**The request**
Copy the items below, substituting "thin" for "slender" and keeping everything else the same.

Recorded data
┌────────

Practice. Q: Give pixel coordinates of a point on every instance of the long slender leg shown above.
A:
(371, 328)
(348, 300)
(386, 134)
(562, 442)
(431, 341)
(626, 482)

└────────

**Expected answer**
Practice. Q: Give pixel coordinates of a point on every instance of the long thin leg shown above.
A:
(371, 328)
(348, 300)
(386, 134)
(562, 442)
(431, 341)
(626, 482)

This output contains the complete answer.